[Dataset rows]
= = = = = = =
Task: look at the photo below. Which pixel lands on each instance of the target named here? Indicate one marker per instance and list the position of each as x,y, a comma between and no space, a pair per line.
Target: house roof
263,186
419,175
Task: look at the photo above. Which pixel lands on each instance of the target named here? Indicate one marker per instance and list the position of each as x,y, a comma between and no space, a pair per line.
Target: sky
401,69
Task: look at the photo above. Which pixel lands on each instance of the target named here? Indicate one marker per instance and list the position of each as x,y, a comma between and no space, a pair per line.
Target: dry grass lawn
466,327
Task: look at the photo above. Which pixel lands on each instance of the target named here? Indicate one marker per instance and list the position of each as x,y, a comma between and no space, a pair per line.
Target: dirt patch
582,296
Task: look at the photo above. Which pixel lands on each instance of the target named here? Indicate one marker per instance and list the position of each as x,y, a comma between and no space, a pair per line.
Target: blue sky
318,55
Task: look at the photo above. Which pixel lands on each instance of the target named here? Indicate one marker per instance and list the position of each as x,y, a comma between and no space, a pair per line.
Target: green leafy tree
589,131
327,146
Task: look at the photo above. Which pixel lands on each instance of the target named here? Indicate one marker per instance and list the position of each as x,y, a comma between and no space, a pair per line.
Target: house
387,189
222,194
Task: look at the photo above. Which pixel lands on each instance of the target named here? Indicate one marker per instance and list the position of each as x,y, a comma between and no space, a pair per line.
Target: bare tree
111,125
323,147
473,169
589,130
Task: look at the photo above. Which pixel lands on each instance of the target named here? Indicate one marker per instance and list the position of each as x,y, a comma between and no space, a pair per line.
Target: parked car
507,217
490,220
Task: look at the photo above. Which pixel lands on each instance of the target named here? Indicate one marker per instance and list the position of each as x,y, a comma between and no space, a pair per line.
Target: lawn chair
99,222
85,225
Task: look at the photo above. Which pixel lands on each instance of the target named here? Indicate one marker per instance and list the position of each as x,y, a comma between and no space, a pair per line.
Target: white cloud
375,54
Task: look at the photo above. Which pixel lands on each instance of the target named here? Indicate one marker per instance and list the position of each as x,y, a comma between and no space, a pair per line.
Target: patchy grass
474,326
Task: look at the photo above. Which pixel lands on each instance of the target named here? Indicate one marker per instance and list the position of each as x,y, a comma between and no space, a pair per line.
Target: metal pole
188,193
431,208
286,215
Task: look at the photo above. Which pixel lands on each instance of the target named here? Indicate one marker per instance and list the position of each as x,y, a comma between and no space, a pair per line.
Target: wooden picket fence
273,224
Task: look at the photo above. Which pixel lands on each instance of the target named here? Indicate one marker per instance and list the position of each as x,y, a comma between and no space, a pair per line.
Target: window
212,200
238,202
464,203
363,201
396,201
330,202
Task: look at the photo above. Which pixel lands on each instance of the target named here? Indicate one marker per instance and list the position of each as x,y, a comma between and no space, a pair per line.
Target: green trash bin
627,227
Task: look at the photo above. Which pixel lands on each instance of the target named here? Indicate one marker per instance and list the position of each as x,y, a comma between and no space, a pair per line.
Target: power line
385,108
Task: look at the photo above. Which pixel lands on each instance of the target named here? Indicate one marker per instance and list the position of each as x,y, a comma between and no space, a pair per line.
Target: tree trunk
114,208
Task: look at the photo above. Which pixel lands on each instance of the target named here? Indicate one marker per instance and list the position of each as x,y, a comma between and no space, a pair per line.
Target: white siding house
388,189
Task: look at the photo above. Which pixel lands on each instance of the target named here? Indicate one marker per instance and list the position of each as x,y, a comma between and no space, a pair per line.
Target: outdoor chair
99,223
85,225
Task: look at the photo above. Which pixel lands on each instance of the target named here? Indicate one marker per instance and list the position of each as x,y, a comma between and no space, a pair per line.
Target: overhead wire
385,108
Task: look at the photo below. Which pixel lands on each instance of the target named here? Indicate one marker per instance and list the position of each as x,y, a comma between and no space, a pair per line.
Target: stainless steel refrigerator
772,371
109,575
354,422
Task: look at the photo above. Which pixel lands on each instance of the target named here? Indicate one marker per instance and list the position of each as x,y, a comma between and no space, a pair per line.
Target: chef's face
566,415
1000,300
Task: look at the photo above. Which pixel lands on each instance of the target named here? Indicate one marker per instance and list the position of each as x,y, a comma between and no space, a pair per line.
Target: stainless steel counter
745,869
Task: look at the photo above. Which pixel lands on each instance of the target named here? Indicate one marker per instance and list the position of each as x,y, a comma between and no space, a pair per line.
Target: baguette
= = = = = = =
▶ _Task details_
Pull out each line of the records above that includes the word "grass", and list those lines.

▶ _Solved exercise_
Target: dry grass lawn
Target: patchy grass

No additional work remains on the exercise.